# Training Bengali Book Word Vectors

In this notebook, we will use the data we scraped from news websites to train a Word2Vec model for Bengali.

Then we will test the model to see how well it is performing.

First we import the packages we need

In [None]:
import json
import os
import re
import string
import numpy as np

from gensim.models import Word2Vec

Let's define a function that will read the data file and extract the fields we want.

In our case, we will be using the article body for training

In [None]:
# list_all_text_of_তারাশঙ্কর বন্দ্যোপাধ্যায়.txt
def extract_text(filename):

    extracted_field=[]

    with open(os.path.join('/content/drive/MyDrive/Datasets/Bengali_book_dataset', filename), 'r') as f:
        content = f.read()

    return content

Now we define a function to preprocess our data.

The function does the following:
- It replaces common texts found in the data and replaces that with our custom text
- It removes all emoji's and emoticons from the text
- It removes all English text

In [None]:
def replace_strings(texts, replace):
    new_texts=[]

    emoji_pattern = re.compile("["
                           u"\U0001F600-\U0001F64F"  # emoticons
                           u"\U0001F300-\U0001F5FF"  # symbols & pictographs
                           u"\U0001F680-\U0001F6FF"  # transport & map symbols
                           u"\U0001F1E0-\U0001F1FF"  # flags (iOS)
                           u"\U00002702-\U000027B0"
                           u"\U000024C2-\U0001F251"
                           "]+", flags=re.UNICODE)
    english_pattern=re.compile('[a-zA-Z0-9]+', flags=re.I)

    for text in texts:
        for r in replace:
            text=text.replace(r[0], r[1])
+---+
# SHORT EXERCISE 1
Quote the Bengali word-vector notebook from "Let's define a" up to and including "content = f.read()".

[Dataset rows showing where objects appear]
+---+
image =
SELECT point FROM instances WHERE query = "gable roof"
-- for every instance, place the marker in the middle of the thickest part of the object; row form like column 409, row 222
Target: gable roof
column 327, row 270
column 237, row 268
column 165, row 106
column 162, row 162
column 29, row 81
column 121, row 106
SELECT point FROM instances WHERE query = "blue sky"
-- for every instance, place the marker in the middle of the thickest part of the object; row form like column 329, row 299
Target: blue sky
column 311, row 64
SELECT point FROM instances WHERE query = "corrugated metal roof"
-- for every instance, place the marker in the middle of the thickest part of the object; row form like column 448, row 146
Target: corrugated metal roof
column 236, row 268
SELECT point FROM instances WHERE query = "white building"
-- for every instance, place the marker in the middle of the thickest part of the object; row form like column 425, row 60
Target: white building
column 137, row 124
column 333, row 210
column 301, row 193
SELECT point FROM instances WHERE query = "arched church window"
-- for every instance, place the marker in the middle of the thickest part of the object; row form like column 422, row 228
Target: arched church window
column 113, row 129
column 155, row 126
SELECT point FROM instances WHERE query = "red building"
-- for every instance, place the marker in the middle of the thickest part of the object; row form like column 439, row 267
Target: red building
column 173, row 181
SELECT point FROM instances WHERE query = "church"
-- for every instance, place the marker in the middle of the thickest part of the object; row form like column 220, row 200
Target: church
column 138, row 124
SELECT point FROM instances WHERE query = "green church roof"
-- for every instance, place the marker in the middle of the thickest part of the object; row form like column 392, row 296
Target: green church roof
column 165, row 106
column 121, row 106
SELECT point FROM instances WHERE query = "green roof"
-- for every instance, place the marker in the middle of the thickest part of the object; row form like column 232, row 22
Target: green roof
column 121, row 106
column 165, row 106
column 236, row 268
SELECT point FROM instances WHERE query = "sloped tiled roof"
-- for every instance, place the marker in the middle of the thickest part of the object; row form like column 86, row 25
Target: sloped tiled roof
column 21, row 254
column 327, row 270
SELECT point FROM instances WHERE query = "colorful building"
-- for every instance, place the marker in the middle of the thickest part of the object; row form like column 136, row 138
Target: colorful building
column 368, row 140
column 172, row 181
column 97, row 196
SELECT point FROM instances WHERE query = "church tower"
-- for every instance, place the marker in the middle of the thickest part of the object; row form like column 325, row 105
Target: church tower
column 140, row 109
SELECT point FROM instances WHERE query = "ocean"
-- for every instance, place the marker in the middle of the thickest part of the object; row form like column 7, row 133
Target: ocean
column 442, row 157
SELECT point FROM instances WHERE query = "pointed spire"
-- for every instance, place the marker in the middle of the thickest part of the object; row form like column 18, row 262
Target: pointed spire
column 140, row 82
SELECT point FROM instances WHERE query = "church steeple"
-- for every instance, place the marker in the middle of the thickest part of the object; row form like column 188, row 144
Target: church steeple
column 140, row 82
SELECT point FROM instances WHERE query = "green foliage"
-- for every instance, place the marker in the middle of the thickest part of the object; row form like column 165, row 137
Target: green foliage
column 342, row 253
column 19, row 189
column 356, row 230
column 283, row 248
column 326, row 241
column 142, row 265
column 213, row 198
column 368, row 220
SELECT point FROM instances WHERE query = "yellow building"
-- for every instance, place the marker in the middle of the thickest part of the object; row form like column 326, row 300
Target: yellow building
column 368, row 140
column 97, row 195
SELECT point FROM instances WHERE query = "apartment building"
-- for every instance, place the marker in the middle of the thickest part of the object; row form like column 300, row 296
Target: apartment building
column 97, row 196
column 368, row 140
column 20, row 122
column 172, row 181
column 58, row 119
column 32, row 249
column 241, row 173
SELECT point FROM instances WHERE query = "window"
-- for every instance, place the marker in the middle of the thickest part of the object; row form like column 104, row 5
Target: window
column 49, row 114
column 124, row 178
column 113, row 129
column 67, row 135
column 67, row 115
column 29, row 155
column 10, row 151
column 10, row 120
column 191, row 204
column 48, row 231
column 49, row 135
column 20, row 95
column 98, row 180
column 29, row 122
+---+
# SHORT EXERCISE 2
Print the listing exactly, from its first line up to and including the line with "column 301, row 193".

# COMPLETE OUTPUT 1
Let's define a function that will read the data file and extract the fields we want.

In our case, we will be using the article body for training

In [None]:
# list_all_text_of_তারাশঙ্কর বন্দ্যোপাধ্যায়.txt
def extract_text(filename):

    extracted_field=[]

    with open(os.path.join('/content/drive/MyDrive/Datasets/Bengali_book_dataset', filename), 'r') as f:
        content = f.read()

# COMPLETE OUTPUT 2
image =
SELECT point FROM instances WHERE query = "gable roof"
-- for every instance, place the marker in the middle of the thickest part of the object; row form like column 409, row 222
Target: gable roof
column 327, row 270
column 237, row 268
column 165, row 106
column 162, row 162
column 29, row 81
column 121, row 106
SELECT point FROM instances WHERE query = "blue sky"
-- for every instance, place the marker in the middle of the thickest part of the object; row form like column 329, row 299
Target: blue sky
column 311, row 64
SELECT point FROM instances WHERE query = "corrugated metal roof"
-- for every instance, place the marker in the middle of the thickest part of the object; row form like column 448, row 146
Target: corrugated metal roof
column 236, row 268
SELECT point FROM instances WHERE query = "white building"
-- for every instance, place the marker in the middle of the thickest part of the object; row form like column 425, row 60
Target: white building
column 137, row 124
column 333, row 210
column 301, row 193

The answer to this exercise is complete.